CONSIGNE 1:
Renvoyez chaque ligne des enregistrements qui contient la chaîne "camera", en respectant la casse.

Elle fait observer qu'après avoir sollicité en vain la société Cortix pour manquement à ses obligations contractuelles (site non conforme au cahier des charges/catalogue et non prise en compte des demandes de modifications du site), elle a suspendu le paiement des loyers.
Le tribunal n'a pas répondu à sa demande de résiliation du contrat en cause alors qu'en outre, de nombreux litiges et abus répétés de la société Locam auprès de nombreux commerçants avaient été cités.
Elle fonde son action sur la résiliation du contrat avec la SA Cortix pour non-conformité du site internet au cahier des charges (ex. : photos ne correspondant pas aux produits qu'elle vend) et modifications non prises en compte (photos manquantes dans les pages présentation de la boulangerie, contact et formulaire et mauvais référencement du site sur Google).
Elle sollicite la résiliation des deux contrats en se fondant sur le lien d'indivisibilité avec le contrat conclu entre elle et la SAS Locam. Il s'agit d'une même opération économique : prix global couvrant la rémunération des deux intervenants, signature concomitante des deux actes, imbrication du fonctionnement des contrats (encaissement des créances par l'un pour l'autre). Elle dénonce l'absence de validité de l'acte de cession du contrat au visa de l'article L. 131-3 du CPI sur la transmission des droits d'auteur. Elle n'est donc pas liée à la SAS Locam. Elle demande donc la résiliation judiciaire du contrat et le débouté de la SAS Locam.

Éléments répertoriés dans un jeu de données:
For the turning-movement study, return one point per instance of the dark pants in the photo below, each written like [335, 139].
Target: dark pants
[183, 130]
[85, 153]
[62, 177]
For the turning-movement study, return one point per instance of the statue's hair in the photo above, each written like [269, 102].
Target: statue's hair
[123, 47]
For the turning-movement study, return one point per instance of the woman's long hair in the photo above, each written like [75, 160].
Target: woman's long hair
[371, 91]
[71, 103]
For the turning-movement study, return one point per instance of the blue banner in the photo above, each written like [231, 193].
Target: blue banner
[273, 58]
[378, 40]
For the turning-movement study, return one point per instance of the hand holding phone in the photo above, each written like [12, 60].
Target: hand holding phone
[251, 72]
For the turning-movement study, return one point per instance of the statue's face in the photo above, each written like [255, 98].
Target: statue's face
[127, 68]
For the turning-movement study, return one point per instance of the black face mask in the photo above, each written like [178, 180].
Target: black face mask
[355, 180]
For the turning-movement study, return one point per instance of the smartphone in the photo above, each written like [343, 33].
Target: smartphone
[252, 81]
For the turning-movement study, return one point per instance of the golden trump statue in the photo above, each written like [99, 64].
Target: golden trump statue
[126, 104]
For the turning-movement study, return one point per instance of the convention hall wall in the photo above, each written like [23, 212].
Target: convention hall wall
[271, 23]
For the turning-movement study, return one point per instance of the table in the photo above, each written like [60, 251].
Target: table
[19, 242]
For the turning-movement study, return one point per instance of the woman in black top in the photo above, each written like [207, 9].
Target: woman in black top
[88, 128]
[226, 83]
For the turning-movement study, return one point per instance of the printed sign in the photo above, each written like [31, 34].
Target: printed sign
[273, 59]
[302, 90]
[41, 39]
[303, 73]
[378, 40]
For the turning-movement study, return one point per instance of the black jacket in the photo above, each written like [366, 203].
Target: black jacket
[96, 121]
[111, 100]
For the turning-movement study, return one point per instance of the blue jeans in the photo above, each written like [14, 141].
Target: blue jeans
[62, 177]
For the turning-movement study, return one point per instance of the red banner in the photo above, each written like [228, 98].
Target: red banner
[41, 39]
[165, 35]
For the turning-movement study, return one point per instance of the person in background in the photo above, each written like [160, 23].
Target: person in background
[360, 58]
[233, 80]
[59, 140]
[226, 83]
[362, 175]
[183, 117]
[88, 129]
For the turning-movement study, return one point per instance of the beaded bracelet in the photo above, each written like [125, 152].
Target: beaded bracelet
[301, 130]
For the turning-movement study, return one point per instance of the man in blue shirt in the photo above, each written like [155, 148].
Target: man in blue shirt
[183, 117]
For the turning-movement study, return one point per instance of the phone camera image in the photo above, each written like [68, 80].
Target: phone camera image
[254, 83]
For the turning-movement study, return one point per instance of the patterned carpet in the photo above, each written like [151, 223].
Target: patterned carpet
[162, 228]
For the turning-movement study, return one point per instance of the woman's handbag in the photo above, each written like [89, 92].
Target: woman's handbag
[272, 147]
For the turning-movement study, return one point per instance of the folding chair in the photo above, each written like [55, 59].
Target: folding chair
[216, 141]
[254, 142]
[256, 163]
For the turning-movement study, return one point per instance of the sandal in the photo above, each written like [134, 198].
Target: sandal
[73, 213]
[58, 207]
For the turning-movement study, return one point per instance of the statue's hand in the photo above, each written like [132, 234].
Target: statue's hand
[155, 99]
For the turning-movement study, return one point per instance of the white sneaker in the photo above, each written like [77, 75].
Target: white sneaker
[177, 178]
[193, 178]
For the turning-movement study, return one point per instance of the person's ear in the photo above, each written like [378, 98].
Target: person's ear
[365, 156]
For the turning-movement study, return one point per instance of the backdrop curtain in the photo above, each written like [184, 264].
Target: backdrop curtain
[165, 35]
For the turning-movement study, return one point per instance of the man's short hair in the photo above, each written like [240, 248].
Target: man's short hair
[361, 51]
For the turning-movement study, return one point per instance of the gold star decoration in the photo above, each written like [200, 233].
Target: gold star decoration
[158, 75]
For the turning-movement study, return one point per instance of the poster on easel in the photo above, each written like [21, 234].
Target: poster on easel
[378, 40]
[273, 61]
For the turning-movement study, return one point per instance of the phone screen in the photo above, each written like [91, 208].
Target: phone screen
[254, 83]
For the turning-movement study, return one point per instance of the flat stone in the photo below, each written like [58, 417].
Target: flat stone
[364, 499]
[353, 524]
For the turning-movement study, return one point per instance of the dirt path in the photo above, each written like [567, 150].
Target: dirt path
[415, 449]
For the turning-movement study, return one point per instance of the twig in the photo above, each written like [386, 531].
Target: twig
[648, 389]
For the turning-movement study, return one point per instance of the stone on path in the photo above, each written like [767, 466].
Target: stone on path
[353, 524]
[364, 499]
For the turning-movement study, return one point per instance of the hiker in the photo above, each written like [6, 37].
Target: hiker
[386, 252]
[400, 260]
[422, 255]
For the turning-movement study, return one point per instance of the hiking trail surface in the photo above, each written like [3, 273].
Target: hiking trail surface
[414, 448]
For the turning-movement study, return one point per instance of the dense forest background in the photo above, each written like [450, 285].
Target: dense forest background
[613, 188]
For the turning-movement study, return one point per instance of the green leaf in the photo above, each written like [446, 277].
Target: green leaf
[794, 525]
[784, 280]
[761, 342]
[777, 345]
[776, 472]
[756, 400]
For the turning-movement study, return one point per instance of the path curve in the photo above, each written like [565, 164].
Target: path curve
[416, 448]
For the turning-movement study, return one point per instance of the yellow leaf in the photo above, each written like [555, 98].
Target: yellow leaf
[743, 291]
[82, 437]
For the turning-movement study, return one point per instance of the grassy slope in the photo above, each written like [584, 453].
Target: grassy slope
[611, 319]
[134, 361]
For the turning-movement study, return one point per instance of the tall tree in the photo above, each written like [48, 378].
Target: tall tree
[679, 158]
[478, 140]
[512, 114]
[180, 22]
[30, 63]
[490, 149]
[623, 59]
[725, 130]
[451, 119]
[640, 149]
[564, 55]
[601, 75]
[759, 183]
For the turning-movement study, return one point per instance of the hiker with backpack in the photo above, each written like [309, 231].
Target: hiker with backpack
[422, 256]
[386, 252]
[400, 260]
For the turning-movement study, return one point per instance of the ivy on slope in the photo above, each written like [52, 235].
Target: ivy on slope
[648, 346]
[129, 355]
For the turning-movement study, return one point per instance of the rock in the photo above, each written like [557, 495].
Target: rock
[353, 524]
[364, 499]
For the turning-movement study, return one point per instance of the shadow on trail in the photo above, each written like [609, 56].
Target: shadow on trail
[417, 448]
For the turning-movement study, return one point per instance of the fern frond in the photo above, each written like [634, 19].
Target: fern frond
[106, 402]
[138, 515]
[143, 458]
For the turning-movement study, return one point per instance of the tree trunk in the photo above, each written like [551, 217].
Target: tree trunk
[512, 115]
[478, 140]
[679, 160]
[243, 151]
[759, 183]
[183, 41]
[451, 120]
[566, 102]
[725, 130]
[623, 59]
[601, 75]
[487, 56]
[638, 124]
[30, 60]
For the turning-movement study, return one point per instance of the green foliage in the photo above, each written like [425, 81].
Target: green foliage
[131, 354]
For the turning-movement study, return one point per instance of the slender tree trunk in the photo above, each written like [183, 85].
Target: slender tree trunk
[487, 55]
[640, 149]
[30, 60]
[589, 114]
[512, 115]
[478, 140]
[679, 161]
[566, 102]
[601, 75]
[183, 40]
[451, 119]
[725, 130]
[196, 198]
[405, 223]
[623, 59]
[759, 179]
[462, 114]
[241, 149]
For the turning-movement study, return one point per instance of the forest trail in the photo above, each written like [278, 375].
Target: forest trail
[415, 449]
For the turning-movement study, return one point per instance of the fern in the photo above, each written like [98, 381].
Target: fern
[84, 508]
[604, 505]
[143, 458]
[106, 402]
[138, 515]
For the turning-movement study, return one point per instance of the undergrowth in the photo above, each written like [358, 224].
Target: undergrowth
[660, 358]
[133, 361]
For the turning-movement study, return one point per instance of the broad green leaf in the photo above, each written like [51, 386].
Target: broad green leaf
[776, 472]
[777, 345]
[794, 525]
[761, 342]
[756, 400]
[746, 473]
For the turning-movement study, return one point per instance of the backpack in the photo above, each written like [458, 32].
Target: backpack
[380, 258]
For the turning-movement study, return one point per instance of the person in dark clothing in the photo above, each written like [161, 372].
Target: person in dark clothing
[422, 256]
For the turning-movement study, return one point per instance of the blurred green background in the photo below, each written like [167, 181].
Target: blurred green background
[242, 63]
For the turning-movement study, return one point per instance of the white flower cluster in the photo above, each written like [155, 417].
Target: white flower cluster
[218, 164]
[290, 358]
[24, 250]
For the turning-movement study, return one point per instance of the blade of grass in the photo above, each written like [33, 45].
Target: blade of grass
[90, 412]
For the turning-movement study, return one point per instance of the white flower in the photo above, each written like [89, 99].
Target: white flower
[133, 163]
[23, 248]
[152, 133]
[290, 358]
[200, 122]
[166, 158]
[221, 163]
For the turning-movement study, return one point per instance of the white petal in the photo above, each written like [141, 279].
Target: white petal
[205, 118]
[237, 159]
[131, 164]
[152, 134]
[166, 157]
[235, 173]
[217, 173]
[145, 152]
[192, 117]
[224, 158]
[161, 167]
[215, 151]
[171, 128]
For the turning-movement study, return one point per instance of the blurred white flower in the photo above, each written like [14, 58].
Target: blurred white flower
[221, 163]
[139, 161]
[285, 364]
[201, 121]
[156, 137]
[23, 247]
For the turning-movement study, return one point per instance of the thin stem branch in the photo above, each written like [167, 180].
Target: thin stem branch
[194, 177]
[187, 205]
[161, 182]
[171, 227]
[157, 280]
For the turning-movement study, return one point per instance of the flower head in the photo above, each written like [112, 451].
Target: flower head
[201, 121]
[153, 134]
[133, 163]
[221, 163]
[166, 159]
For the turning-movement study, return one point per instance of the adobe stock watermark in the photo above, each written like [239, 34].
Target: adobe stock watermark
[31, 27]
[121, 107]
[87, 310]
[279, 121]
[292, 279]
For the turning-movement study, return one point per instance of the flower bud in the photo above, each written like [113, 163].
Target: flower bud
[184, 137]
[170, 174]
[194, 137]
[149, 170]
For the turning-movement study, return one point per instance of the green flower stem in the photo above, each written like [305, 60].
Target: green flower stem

CONSIGNE 2:
D'après l'extrait fourni, au visa de quel article du CPI la validité de l'acte de cession du contrat est-elle dénoncée ?

RÉSULTAT FINAL 1:
For the turning-movement study, return one point per instance of the phone camera image in the photo above, each written like [68, 80].
Target: phone camera image

RÉSULTAT FINAL 2:
L'article L. 131-3 du CPI, sur la transmission des droits d'auteur.